— GOAL —
Copy out the part of the records that opens with the line containing "Could you please point out the street" and runs through the end of the records, keeping every request line and raising each coordinate in the answer points by 46. Give only those lines.

— MATERIAL FOR THIS TASK —

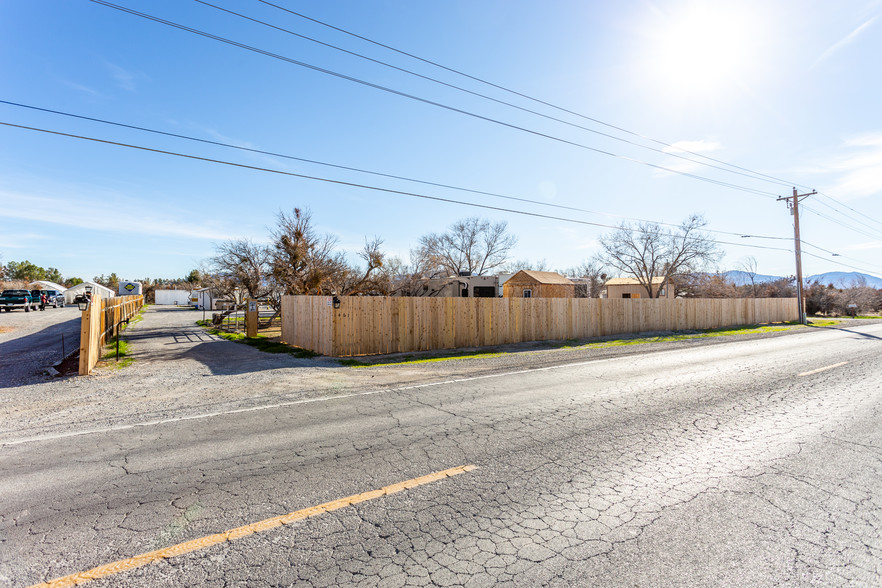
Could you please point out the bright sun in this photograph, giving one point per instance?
(703, 48)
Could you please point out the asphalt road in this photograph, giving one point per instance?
(735, 464)
(33, 342)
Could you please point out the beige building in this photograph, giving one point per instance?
(530, 284)
(631, 288)
(460, 286)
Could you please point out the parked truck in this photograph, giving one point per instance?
(10, 299)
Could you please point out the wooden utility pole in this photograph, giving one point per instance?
(793, 204)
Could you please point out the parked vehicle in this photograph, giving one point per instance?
(10, 299)
(54, 298)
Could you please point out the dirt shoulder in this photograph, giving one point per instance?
(181, 369)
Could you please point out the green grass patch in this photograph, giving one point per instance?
(571, 344)
(823, 322)
(413, 359)
(260, 342)
(109, 357)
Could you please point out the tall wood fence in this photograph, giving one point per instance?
(100, 323)
(375, 325)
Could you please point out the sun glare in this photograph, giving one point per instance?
(703, 48)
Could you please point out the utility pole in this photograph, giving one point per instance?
(793, 204)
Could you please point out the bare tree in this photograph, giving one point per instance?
(513, 267)
(303, 262)
(350, 280)
(594, 275)
(470, 245)
(706, 285)
(242, 263)
(648, 251)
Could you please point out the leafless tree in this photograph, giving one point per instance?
(590, 276)
(513, 267)
(241, 263)
(470, 245)
(706, 285)
(649, 250)
(303, 262)
(349, 280)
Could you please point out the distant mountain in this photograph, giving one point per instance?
(838, 279)
(846, 279)
(743, 278)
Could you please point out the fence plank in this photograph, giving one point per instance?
(373, 325)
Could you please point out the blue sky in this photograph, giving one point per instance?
(787, 89)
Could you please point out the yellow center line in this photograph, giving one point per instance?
(823, 369)
(239, 532)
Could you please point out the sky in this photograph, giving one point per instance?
(596, 113)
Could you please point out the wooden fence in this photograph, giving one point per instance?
(374, 325)
(100, 323)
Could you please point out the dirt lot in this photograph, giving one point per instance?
(32, 341)
(182, 370)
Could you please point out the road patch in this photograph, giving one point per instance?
(196, 544)
(823, 369)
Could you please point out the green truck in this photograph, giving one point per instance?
(10, 299)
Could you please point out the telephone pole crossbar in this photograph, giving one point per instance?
(793, 204)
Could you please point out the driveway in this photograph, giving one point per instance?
(30, 342)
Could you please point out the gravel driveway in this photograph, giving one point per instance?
(181, 370)
(30, 342)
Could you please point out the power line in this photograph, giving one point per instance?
(749, 174)
(837, 262)
(877, 235)
(360, 170)
(362, 186)
(866, 216)
(754, 174)
(427, 101)
(523, 95)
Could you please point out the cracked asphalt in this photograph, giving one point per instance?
(663, 465)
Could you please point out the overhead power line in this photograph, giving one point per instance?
(753, 173)
(876, 234)
(358, 185)
(866, 216)
(725, 168)
(364, 171)
(429, 102)
(854, 267)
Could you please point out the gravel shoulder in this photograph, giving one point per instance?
(180, 370)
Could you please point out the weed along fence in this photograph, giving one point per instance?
(375, 325)
(101, 322)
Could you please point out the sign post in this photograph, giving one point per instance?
(251, 319)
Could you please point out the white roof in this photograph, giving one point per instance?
(46, 285)
(103, 290)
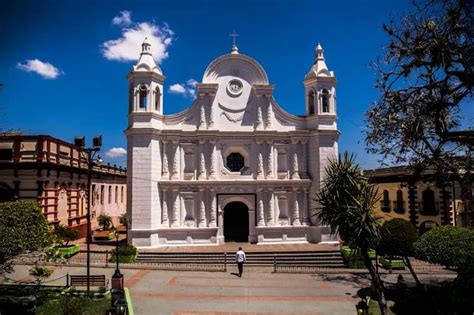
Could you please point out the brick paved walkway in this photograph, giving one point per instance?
(198, 293)
(228, 247)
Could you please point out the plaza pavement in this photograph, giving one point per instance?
(199, 293)
(259, 291)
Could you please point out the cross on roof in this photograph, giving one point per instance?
(234, 36)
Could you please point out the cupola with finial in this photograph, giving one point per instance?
(320, 87)
(146, 83)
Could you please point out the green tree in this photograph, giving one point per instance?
(65, 234)
(40, 273)
(23, 229)
(123, 219)
(346, 203)
(450, 246)
(396, 239)
(424, 77)
(105, 221)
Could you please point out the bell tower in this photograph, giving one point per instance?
(320, 87)
(145, 84)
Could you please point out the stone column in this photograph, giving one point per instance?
(164, 209)
(175, 207)
(260, 171)
(176, 155)
(271, 209)
(260, 208)
(269, 113)
(296, 208)
(212, 159)
(211, 110)
(202, 161)
(305, 219)
(295, 169)
(304, 158)
(270, 159)
(165, 173)
(212, 212)
(202, 207)
(202, 117)
(259, 120)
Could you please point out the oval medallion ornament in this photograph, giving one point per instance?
(235, 87)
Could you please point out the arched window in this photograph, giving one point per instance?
(385, 203)
(311, 103)
(6, 193)
(325, 100)
(400, 206)
(94, 193)
(428, 206)
(157, 98)
(143, 96)
(235, 162)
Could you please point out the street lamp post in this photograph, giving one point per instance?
(117, 278)
(91, 152)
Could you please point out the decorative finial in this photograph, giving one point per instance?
(146, 46)
(234, 49)
(319, 52)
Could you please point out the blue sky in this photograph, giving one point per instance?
(88, 94)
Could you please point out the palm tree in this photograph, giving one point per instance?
(346, 203)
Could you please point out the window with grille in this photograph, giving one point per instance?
(235, 162)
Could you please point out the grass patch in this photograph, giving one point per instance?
(74, 305)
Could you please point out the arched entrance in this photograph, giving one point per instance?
(236, 222)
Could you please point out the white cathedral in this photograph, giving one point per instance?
(234, 166)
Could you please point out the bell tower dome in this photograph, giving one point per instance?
(145, 84)
(320, 87)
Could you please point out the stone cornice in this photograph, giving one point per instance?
(207, 88)
(146, 74)
(263, 89)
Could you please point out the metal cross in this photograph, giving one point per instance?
(233, 35)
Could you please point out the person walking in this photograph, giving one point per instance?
(240, 259)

— EXERCISE SOLUTION —
Could you please point out the street lamp post in this photograph, giving one point per instance?
(163, 324)
(137, 198)
Could you please point out the decorative finial in this photograph, giving one point per instance?
(192, 92)
(280, 95)
(365, 98)
Could you please point out the blue sky in this photograph, giving one point per instance?
(134, 140)
Could you please point out the palm tree in this photograph, giving one point per instance?
(392, 249)
Could you please point out the window with grille in this photograph, giving one point per instance?
(281, 208)
Could you please point out the grass patch in this photograph, giving one point per instance?
(120, 351)
Could you please point out the arched entrance in this photograph, giving one point per instance?
(282, 268)
Could you please point out the white cathedral in this photograph, giving one point per instance?
(280, 212)
Could you please point out the bell tower dome in this photograph, giving one point per instance?
(191, 130)
(366, 133)
Could you please point out the stone cornice in this photograph, giving one point per instance?
(253, 134)
(192, 120)
(309, 135)
Could you please point out the metal cross in this photograph, giving one point per instance?
(279, 81)
Could you please point out the person walking in this photograph, giving one point per instance?
(286, 305)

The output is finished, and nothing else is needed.